O ministro Luís Roberto Barroso, do Supremo Tribunal Federal (STF), decidiu na última quinta-feira (20), negar o pedido do governo do Distrito Federal contra a permanência do líder do PCC (Primeiro Comando da Capital), Marcos Willians Herbas Camacho, mais conhecido como Marcola, da Penitenciária Federal de Brasília.
Em sua decisão, Barroso afirmou que o presídio federal do DF possui a "maior e melhor estrutura de apoio", em razão de Brasília abrigar não somente a cúpula dos Poderes da República, mas também a cúpula de todas as Forças de Segurança Pública e Defesa Nacional.
"A legislação pertinente não faz nenhuma ressalva quanto à unidade prisional para a qual os presos perigosos serão encaminhados, cabendo aos órgãos responsáveis pelo sistema penitenciário federal — notadamente os juízes federais corregedores dos presídios federais e o Depen (Departamento Penitenciário Nacional) — a decisão sobre a admissão e remoção desses presos", escreveu Barroso. "A interferência de atores externos ao sistema — como os Estados ou municípios em que localizados os presídios federais - ameaça a segurança jurídica sobre o funcionamento do sistema."
O ministro também observou que, do ponto de vista financeiro, todas as forças de segurança do DF, como: polícia civil a polícia penal, a polícia militar e o corpo de bombeiros militar são mantidas pela União, que também informou ao Supremo ter repassado, por meio do Fundo Penitenciário Nacional e do Fundo Nacional de Segurança Pública, mais de R$ 69 milhões ao Distrito Federal.
Em dezembro do ano passado, o Exército cercou a Penitenciária Federal de Brasília após setores da inteligência do governo receberem informações de um plano para resgatar Marcola. O plano para resgatar Marcola teria sido planejado por Gilberto Aparecido dos Santos, conhecido como Fuminho ou Magrelo, apontado como uma das principais lideranças do PCC.

**Material fornecido:**
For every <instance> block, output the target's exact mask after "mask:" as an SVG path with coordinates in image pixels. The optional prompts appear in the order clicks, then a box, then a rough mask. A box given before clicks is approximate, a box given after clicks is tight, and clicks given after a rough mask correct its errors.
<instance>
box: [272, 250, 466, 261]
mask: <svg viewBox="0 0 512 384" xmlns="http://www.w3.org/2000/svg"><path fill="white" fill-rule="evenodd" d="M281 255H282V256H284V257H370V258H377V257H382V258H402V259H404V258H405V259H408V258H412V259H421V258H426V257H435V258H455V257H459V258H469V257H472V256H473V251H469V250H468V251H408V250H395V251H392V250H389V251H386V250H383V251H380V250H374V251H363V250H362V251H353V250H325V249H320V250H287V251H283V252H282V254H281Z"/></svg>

**Instruções:**
**A)** Reescreva o trecho sobre a decisão de Barroso desde "O ministro Luís" até "Federal de Brasília.", inclusive, trocando "quinta-feira" por "sexta-feira".
**B)** No trecho sobre a decisão de Barroso, qual valor a União informou ao Supremo ter repassado ao Distrito Federal?
A listagem não tem nenhum papel nesta atividade.

**Respostas por tarefa:**
**A)**
O ministro Luís Roberto Barroso, do Supremo Tribunal Federal (STF), decidiu na última sexta-feira (20), negar o pedido do governo do Distrito Federal contra a permanência do líder do PCC (Primeiro Comando da Capital), Marcos Willians Herbas Camacho, mais conhecido como Marcola, da Penitenciária Federal de Brasília.

**B)** Mais de R$ 69 milhões.